JISC Historical Texts
North Leigh, JISC, 2014
Reviewer: Judith Siefring (Bodleian Libraries)
Jisc’s Historical Texts brings together for the first time three important collections of historical texts, spanning five centuries: Early English Books Online (EEBO), Eighteenth Century Collections Online (ECCO), and the British Library 19th-century collection. The platform can be accessed via subscription at UK Higher and Further Education institutions.
Historical Texts faces a significant challenge – how to bring together three collections (and more in the future) from different sources, containing both images and textual material, some of which is supported by transcribed full text, some by OCR full text and some with no full text at all, and to make them cross-searchable. It is an admirable aim. The difficulties in doing so, though, are formidable.
By allowing scholars to search across these collections, Historical Texts helpfully breaks the date-restrictive parameters of its source materials. EEBO (a collection owned and developed by ProQuest) has a cut-off date of 1700, while ECCO (owned and developed by Gale Cengage) covers 1701–1800. The British Library’s 19th-century collection in fact contains materials from 1789 to 1914. For those researching on the cusp of centuries, or those interested in thematic development, for example, the ability to search for sources via a single platform will be a boon.
Historical Texts offers a simple search box, allowing users to keyword search across all three collections. Searches can also be refined by limiting, via a drop-down menu, by title, author, printer or publisher, place of publication, bibliographic number, language, illustration description, subject, and genre. An advanced search option allows for further refinement, within collections, for example, or within illustrated publications only. As with all resources of this type, if you know exactly what you are looking for, searching is a breeze. I want to look at Margaret Cavendish’s Poems and Fancies, published in 1653. I search for ‘Cavendish, Margaret’ and get 749 results. I then filter by author (26 results) and by date (1653 – 2 results). I then click on the entry for Poems and Fancies. If I have no particular edition of a text in mind when searching, this is also quite simple. If I want to look at Shakespeare’s Venus and Adonis, for example, I can search for ‘Venus and Adonis’ in the simple search box, which takes me to all examples across the collections, which can then easily be filtered by author, date, collection and so on. I can then whittle down my search results to focus on the particular editions that interest me.

● ● ●

## JOB 1
According to the review of Jisc's Historical Texts, what is EEBO's cut-off date?

● ● ●

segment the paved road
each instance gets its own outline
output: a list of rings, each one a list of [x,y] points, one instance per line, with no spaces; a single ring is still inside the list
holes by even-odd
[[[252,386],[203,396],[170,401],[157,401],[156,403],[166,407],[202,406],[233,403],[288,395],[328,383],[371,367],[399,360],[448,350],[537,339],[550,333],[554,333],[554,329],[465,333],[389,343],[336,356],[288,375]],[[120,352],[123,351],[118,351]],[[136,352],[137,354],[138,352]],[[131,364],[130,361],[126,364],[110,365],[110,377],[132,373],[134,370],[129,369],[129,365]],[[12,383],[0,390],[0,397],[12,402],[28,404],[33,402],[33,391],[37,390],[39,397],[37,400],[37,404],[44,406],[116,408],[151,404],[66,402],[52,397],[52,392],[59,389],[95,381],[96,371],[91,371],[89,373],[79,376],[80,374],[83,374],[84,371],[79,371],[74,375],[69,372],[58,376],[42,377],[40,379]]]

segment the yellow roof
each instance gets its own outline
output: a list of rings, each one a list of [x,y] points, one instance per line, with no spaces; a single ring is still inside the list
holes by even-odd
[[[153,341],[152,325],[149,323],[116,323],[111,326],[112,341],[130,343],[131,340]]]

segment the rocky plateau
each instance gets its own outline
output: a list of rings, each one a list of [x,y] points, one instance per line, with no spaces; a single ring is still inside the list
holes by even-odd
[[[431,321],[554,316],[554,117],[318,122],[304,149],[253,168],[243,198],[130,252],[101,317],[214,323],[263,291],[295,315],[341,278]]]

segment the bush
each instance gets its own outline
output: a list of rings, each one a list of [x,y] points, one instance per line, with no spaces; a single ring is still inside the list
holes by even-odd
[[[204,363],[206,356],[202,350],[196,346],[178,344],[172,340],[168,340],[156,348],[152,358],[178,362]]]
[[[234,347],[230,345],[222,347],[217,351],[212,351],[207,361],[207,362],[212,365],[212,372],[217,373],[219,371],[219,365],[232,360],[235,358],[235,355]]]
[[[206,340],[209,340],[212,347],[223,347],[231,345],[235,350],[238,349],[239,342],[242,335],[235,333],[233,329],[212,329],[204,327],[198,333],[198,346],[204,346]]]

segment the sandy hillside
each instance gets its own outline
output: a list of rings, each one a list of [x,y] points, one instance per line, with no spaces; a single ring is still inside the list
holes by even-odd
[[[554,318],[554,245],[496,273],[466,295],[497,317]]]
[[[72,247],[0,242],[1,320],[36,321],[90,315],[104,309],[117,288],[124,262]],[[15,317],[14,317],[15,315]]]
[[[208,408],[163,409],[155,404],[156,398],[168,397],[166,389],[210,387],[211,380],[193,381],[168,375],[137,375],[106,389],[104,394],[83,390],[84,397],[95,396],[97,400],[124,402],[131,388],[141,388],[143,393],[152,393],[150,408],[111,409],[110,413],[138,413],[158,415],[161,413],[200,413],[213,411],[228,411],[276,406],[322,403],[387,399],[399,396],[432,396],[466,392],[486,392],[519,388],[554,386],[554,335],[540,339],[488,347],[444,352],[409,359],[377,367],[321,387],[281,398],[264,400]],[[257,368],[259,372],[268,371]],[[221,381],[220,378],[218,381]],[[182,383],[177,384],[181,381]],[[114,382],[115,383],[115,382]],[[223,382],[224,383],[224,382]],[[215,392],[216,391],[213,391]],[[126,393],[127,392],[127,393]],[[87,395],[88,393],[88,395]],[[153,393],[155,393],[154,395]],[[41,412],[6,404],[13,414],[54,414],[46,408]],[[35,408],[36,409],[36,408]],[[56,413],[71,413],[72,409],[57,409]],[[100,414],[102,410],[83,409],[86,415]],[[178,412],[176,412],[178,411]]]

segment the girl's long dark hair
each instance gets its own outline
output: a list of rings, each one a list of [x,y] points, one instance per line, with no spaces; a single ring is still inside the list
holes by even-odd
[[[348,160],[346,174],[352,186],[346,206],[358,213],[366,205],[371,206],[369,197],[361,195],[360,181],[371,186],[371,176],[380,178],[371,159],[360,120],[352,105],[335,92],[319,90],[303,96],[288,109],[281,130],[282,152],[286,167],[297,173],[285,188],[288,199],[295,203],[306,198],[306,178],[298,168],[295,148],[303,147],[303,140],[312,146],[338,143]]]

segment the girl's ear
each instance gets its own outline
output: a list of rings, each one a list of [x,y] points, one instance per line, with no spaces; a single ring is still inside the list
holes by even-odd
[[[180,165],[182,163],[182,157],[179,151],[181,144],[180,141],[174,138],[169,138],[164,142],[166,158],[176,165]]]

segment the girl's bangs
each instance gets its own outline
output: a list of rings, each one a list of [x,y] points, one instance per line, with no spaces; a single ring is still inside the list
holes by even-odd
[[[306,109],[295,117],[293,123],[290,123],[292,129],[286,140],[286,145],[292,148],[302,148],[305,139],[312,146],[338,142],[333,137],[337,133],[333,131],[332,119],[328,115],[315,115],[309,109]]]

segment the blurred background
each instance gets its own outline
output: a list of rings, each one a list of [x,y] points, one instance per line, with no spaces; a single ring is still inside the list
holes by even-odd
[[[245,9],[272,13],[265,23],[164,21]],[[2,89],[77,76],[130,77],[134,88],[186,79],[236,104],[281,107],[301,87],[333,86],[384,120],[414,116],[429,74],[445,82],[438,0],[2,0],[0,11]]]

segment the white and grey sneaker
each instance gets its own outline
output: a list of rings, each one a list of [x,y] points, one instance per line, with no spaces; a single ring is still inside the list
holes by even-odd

● ● ●

## JOB 2
Reproduce the lines of the entries starting at the line that contains "segment the white and grey sneaker" and ending at the last line of the entries, both ends included.

## WORKED ANSWER 1
1700

## WORKED ANSWER 2
segment the white and grey sneaker
each instance gets its own outline
output: a list of rings, each one a list of [x,y] points, one instance per line, with no spaces; a single ring is still inside the list
holes by even-odd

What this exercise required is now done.